THE PROBLEM = Leave out the pictures; transcribe all else exactly.

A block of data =
━━━━

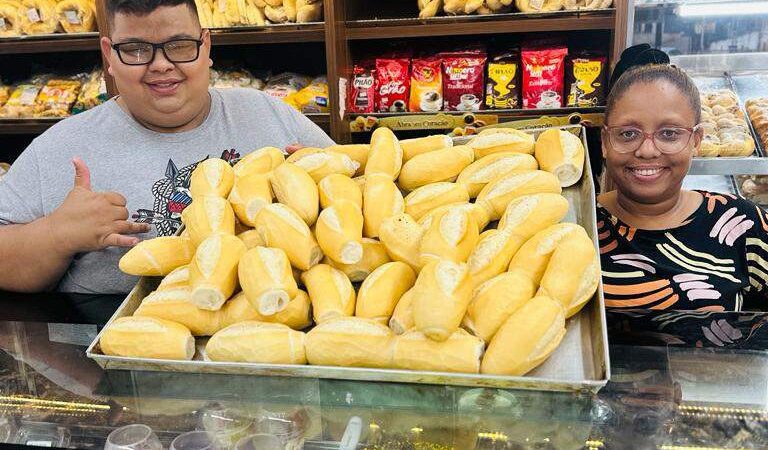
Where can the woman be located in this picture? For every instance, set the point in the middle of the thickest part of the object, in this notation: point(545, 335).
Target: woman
point(663, 247)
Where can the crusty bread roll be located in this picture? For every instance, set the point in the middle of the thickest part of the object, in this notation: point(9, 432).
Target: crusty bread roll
point(418, 146)
point(461, 352)
point(158, 256)
point(489, 168)
point(424, 199)
point(374, 256)
point(381, 199)
point(214, 176)
point(507, 141)
point(147, 337)
point(442, 293)
point(438, 165)
point(526, 339)
point(496, 195)
point(561, 153)
point(213, 270)
point(533, 257)
point(386, 155)
point(380, 292)
point(294, 187)
point(282, 228)
point(339, 187)
point(339, 231)
point(350, 342)
point(330, 291)
point(267, 280)
point(263, 160)
point(175, 305)
point(452, 234)
point(257, 342)
point(401, 236)
point(494, 301)
point(207, 215)
point(248, 195)
point(572, 274)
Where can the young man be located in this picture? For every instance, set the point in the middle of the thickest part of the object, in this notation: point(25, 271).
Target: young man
point(132, 156)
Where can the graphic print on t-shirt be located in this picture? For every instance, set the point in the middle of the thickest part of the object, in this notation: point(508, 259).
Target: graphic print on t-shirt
point(172, 195)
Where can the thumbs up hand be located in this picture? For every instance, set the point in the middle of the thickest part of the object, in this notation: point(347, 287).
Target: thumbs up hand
point(90, 221)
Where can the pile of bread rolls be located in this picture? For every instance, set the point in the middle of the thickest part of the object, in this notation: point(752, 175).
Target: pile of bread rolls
point(413, 254)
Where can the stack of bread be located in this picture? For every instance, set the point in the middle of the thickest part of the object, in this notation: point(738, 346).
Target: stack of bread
point(413, 254)
point(234, 13)
point(726, 132)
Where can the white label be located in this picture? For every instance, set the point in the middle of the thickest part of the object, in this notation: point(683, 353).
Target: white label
point(33, 15)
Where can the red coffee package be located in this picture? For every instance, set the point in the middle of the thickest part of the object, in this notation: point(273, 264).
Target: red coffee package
point(393, 82)
point(362, 90)
point(463, 81)
point(543, 73)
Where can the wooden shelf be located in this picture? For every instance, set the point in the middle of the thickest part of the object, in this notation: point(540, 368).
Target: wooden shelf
point(472, 25)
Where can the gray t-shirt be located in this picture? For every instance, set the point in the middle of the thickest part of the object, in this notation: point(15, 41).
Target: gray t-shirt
point(150, 169)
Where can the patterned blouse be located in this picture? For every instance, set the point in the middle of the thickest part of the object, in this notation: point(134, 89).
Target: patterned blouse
point(716, 260)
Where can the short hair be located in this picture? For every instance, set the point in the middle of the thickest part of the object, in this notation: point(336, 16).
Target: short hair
point(650, 73)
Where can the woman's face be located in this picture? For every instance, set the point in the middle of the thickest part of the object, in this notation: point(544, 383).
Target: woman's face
point(646, 175)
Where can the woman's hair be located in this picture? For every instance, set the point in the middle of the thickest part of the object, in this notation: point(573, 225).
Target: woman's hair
point(650, 73)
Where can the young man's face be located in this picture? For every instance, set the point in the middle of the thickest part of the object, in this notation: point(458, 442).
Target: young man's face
point(162, 94)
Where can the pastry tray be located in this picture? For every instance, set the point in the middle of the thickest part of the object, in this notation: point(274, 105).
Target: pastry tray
point(580, 363)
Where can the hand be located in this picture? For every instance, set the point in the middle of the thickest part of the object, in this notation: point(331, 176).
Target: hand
point(90, 221)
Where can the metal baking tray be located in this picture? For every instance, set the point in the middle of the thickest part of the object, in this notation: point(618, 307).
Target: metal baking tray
point(580, 363)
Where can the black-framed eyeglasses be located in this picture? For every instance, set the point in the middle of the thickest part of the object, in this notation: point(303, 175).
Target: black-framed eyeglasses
point(143, 53)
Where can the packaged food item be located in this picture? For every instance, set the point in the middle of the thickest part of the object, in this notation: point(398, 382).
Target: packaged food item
point(393, 83)
point(585, 80)
point(463, 80)
point(502, 88)
point(543, 73)
point(426, 85)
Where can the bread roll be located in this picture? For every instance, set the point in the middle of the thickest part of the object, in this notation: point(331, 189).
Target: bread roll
point(496, 195)
point(374, 256)
point(442, 293)
point(263, 160)
point(294, 187)
point(147, 337)
point(452, 235)
point(526, 339)
point(432, 167)
point(282, 228)
point(339, 187)
point(158, 256)
point(339, 231)
point(350, 342)
point(419, 146)
point(572, 274)
point(330, 291)
point(533, 257)
point(461, 352)
point(380, 292)
point(266, 278)
point(509, 140)
point(214, 176)
point(208, 215)
point(494, 301)
point(257, 342)
point(561, 153)
point(386, 155)
point(175, 305)
point(401, 236)
point(213, 270)
point(432, 196)
point(492, 167)
point(248, 195)
point(381, 199)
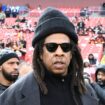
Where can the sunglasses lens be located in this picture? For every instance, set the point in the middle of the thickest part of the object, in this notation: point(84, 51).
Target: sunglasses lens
point(66, 47)
point(51, 47)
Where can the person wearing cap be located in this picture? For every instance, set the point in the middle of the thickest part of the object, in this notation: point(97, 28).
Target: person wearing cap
point(57, 67)
point(9, 63)
point(99, 83)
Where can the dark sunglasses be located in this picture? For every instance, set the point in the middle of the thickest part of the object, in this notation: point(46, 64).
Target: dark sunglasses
point(52, 47)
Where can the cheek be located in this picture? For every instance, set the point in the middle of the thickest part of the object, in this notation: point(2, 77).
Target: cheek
point(68, 58)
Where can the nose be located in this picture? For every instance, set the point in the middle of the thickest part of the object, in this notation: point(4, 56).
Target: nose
point(99, 76)
point(16, 66)
point(59, 51)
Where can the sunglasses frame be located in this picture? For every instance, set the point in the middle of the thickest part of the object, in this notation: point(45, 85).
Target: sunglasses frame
point(52, 47)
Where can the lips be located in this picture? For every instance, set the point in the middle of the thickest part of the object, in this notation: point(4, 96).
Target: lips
point(59, 65)
point(15, 73)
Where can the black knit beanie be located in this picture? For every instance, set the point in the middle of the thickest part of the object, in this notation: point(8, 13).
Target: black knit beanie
point(6, 54)
point(54, 21)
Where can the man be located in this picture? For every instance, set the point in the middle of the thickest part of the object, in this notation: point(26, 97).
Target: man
point(9, 63)
point(57, 67)
point(99, 85)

━━━━

RESULT =
Where can the woman be located in this picture? For every instance, set the point in the middle of the thickest part of the object, in this notation: point(545, 335).
Target: woman
point(663, 247)
Where can the crusty bread roll be located in this picture? For every instance, set the point in the middle of the thickest part of the object, in this notation: point(9, 432).
Target: crusty bread roll
point(418, 146)
point(461, 352)
point(158, 256)
point(489, 168)
point(424, 199)
point(374, 256)
point(381, 199)
point(214, 176)
point(507, 141)
point(147, 337)
point(442, 293)
point(438, 165)
point(526, 339)
point(496, 195)
point(561, 153)
point(213, 270)
point(533, 257)
point(386, 155)
point(380, 292)
point(294, 187)
point(282, 228)
point(339, 187)
point(339, 231)
point(350, 342)
point(330, 291)
point(267, 280)
point(263, 160)
point(175, 305)
point(452, 234)
point(257, 342)
point(401, 236)
point(494, 301)
point(207, 215)
point(248, 195)
point(572, 274)
Where can the young man be located in this picture? For every instance, set the point in the middle of the thickest part of the object, in this notation: point(25, 271).
Target: young man
point(132, 156)
Where can the graphic print on t-shirt be located in this picture? For every instance, set the point in the middle of the thickest part of the object, in this notation: point(508, 259).
Target: graphic print on t-shirt
point(172, 195)
Where can the thumbs up hand be located in this picture? For every instance, set the point in the middle of the thickest part of the object, in this notation: point(347, 287).
Target: thumbs up hand
point(90, 221)
Where can the pile of bread rolls be located in this picture? For every instance, set the point in the middle of the thickest part of the object, in this notation: point(752, 175).
Target: pile of bread rolls
point(413, 254)
Where can the stack of bread be located in this picture? For every instance, set the point in the middle of the thickest part of the object, in this notation: point(738, 346).
Target: stack of bread
point(413, 254)
point(234, 13)
point(726, 132)
Where can the white label be located in this picture? For every instance, set the point in the middle of the thickest part of the object, in this notation: point(683, 353).
Target: white label
point(33, 15)
Where can the red coffee package be located in this picture? For every instance, set the point in the middle of the thickest part of the object, in this notation: point(273, 264).
Target: red coffee package
point(393, 82)
point(362, 90)
point(463, 81)
point(543, 73)
Where can the wooden shelf be located in this picture? For every instance, set the point in the middle of the thickest part of the object, in this notation: point(540, 368).
Target: wooden shelf
point(472, 25)
Where can the gray t-shirt be located in this picture? For every instance, set the point in the middle of the thickest part of the object, in this notation: point(15, 41).
Target: gray t-shirt
point(150, 169)
Where can the patterned blouse be located in this picture? For every instance, set the point in the middle of the thickest part of the object, in this notation: point(134, 89).
Target: patterned blouse
point(716, 260)
Where can the short hair be located in this picture? For every instance, set the point in the middle of the thickest part of the object, in this notation: point(336, 16).
Target: short hair
point(650, 73)
Where can the woman's face be located in this picture? For every instance, set the point in the middle of the thickest part of the object, in this notation: point(544, 383).
Target: woman's face
point(646, 175)
Where can the woman's hair be located in this picture? For every instance, set the point in the middle of the thickest part of the object, in this notation: point(573, 225).
Target: woman's hair
point(650, 73)
Where can the young man's face be located in this picture? For every instance, set the point in the middle of the thickest part of the object, in this notation: point(458, 442).
Target: young man's face
point(162, 94)
Where can the pastry tray be located in this picture? For every instance, set the point in the middle of the thickest part of the object, in this notation: point(274, 105).
Target: pastry tray
point(580, 363)
Where can the hand be located in this picture? For every instance, set the point in the middle of the thickest part of the object, in this notation: point(331, 176).
Target: hand
point(90, 221)
Where can the metal baking tray be located in this picture? For every instance, set the point in the middle of the thickest part of the object, in this notation: point(618, 307).
Target: metal baking tray
point(580, 363)
Where can the black-framed eyeglasses be located in this picture? For every instance, set the point in the middle of the thickest part of the object, in this notation: point(303, 175).
Target: black-framed eyeglasses
point(143, 53)
Where can the packaged food item be located in this picture? For every instance, set the point in the middle of the thickest part of the object, in this notation: point(398, 382).
Target: packaged food item
point(393, 83)
point(585, 80)
point(463, 80)
point(502, 88)
point(543, 73)
point(426, 85)
Where can the bread roll be located in this picture? For every instance, set the point in the middle of the thickest part of the object, in this notation: point(331, 189).
Target: bread roll
point(496, 195)
point(374, 256)
point(442, 293)
point(263, 160)
point(294, 187)
point(147, 337)
point(452, 235)
point(526, 339)
point(432, 167)
point(282, 228)
point(339, 187)
point(158, 256)
point(339, 231)
point(350, 342)
point(419, 146)
point(572, 274)
point(330, 291)
point(533, 257)
point(461, 352)
point(380, 292)
point(266, 278)
point(509, 140)
point(214, 176)
point(208, 215)
point(494, 301)
point(257, 342)
point(561, 153)
point(386, 155)
point(175, 305)
point(401, 236)
point(213, 270)
point(432, 196)
point(492, 167)
point(248, 195)
point(381, 199)
Where can the sunglasses lens be located in this picture? For every instance, set the point in the middle of the thickest part of the object, in this notation: point(84, 51).
Target: sunglasses lens
point(66, 47)
point(51, 47)
Where can the person wearing cap be located in this picture? For every instance, set the point in the middle of the thickest part of the object, in this notation: point(97, 28).
Target: person wearing cap
point(57, 67)
point(9, 63)
point(99, 83)
Where can the dark sunglasses be located in this picture? For every instance, set the point in the middle of the thickest part of the object, in this notation: point(46, 64).
Target: dark sunglasses
point(52, 47)
Where can the cheek be located in this picture? For every instance, set the point in the middle of the thickest part of the object, in this notation: point(2, 77).
Target: cheek
point(68, 58)
Where can the nose be located in this picture? For every instance, set the point in the middle of the thickest part of the object, in this notation: point(4, 56).
Target: nose
point(99, 76)
point(16, 66)
point(59, 51)
Where can the sunglasses frame be located in this picture? For every instance, set the point in the middle of the thickest part of the object, in this notation: point(45, 85).
Target: sunglasses frame
point(52, 47)
Where can the lips be located in this picture? For every instance, set the point in the middle of the thickest part of the object, in this notation: point(4, 96).
Target: lips
point(59, 65)
point(15, 73)
Where can the black knit beanie be located in this picture? For every instance, set the point in the middle of the thickest part of the object, in this notation: point(8, 13).
Target: black knit beanie
point(6, 54)
point(54, 21)
Where can the man be located in this picture? For every instance, set the point in the middle of the thickest part of the object, in this notation: point(26, 97).
Target: man
point(9, 63)
point(57, 67)
point(99, 85)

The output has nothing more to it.